* _Set task_
Copy the entries below line for line, with no changes.

[Excerpts from segmentation records]
[Begin]

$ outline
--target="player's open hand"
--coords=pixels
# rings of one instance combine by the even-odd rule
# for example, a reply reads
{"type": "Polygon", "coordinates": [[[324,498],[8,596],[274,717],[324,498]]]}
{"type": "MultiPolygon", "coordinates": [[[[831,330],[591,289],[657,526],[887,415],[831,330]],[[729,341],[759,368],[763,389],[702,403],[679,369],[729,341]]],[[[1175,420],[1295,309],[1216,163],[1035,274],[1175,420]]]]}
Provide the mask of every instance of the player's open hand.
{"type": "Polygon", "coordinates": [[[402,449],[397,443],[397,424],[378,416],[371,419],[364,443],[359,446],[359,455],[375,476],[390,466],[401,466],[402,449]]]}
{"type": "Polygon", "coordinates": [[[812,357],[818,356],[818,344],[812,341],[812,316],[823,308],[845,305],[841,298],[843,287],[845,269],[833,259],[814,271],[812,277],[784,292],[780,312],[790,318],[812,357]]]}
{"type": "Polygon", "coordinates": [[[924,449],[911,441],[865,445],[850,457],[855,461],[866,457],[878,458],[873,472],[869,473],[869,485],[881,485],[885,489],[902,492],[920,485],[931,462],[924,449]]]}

[End]

* _Solution_
$ outline
--target="player's open hand"
--coords=pixels
# rings of one instance combine by the even-odd rule
# for example, a reply reads
{"type": "Polygon", "coordinates": [[[324,498],[8,596],[274,717],[324,498]]]}
{"type": "MultiPolygon", "coordinates": [[[[831,330],[591,289],[657,526],[887,415],[831,330]],[[729,341],[759,368],[763,389],[702,403],[679,369],[729,341]]],[[[1175,420],[1295,309],[1216,163],[1035,274],[1175,420]]]]}
Provide the mask of every instance of the player's open hand.
{"type": "Polygon", "coordinates": [[[402,449],[397,443],[397,424],[378,416],[371,419],[364,443],[359,446],[359,455],[375,476],[390,466],[401,466],[402,449]]]}
{"type": "Polygon", "coordinates": [[[812,357],[818,356],[818,344],[812,341],[812,316],[823,308],[845,305],[841,298],[843,287],[845,269],[833,259],[814,271],[812,277],[784,292],[780,312],[790,318],[812,357]]]}
{"type": "Polygon", "coordinates": [[[924,449],[911,441],[865,445],[850,457],[855,461],[866,457],[878,458],[873,472],[869,473],[869,485],[881,485],[885,489],[902,492],[920,485],[931,462],[924,449]]]}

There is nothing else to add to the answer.